Do this
Identify every line in the records below that contains the word "tool", and copy each such line in full.

Records supplied
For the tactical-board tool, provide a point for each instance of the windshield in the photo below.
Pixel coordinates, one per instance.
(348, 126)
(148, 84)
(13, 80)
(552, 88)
* * *
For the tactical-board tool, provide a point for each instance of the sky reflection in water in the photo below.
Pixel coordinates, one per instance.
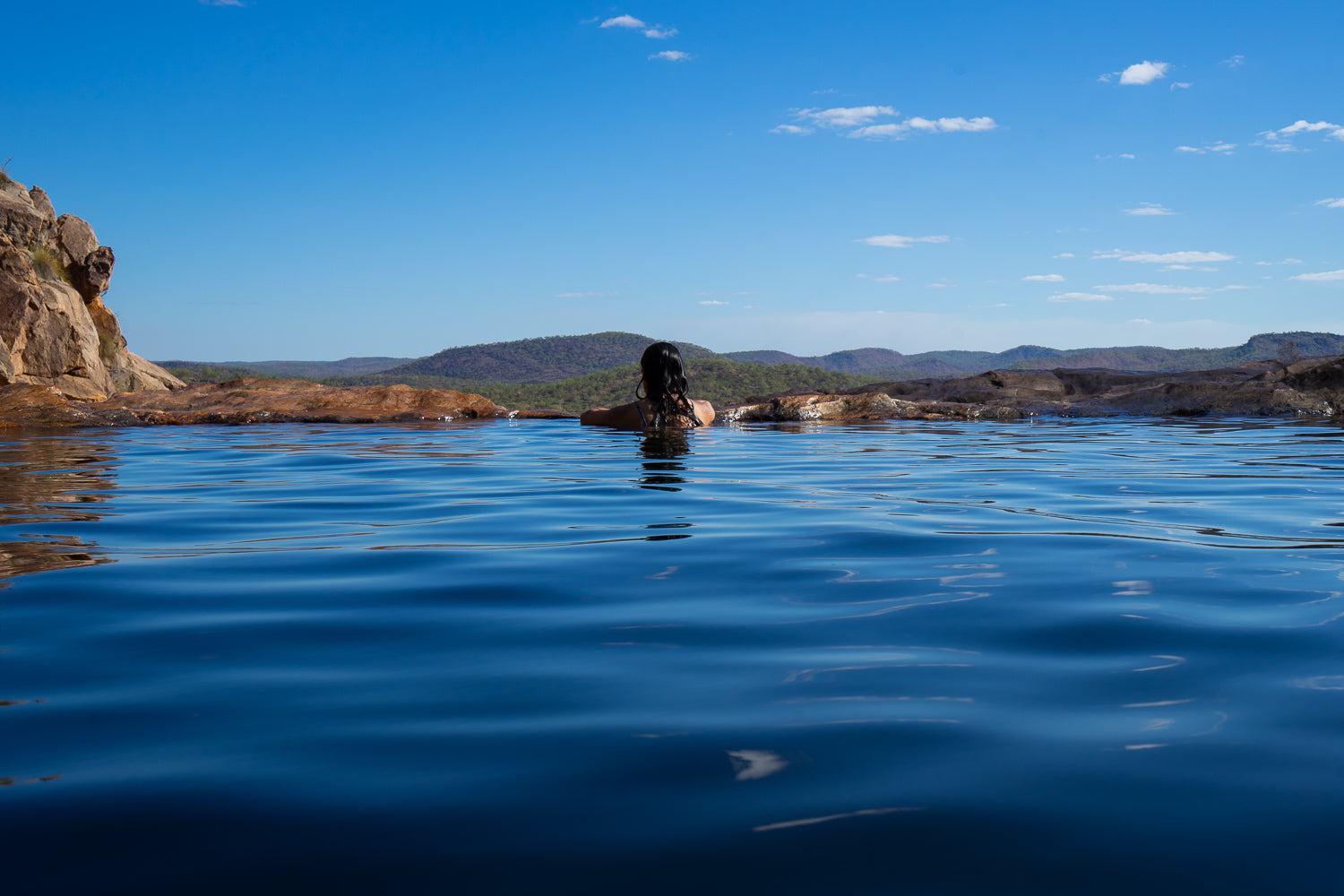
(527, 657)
==
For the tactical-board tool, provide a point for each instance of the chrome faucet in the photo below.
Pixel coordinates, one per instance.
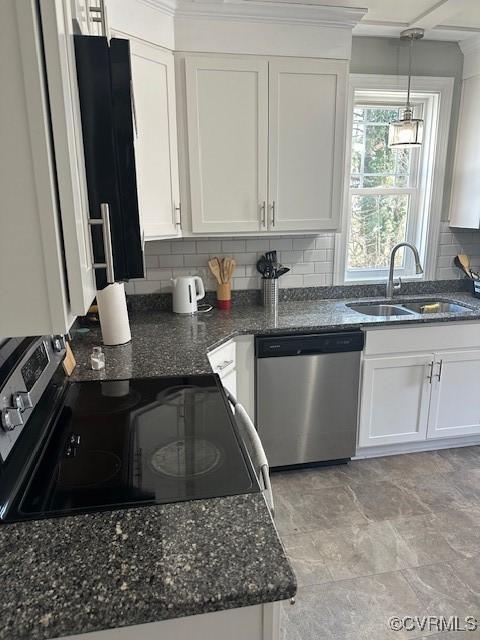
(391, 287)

Response
For the tactical-board tool, provide a point for each instance of the windshield in the photo below.
For the tactical-board tool, provide a point for each instance of the sky reflection in water in the photo below.
For the tactical-board tool, provide a point for each instance of the chrome faucet in the photo below.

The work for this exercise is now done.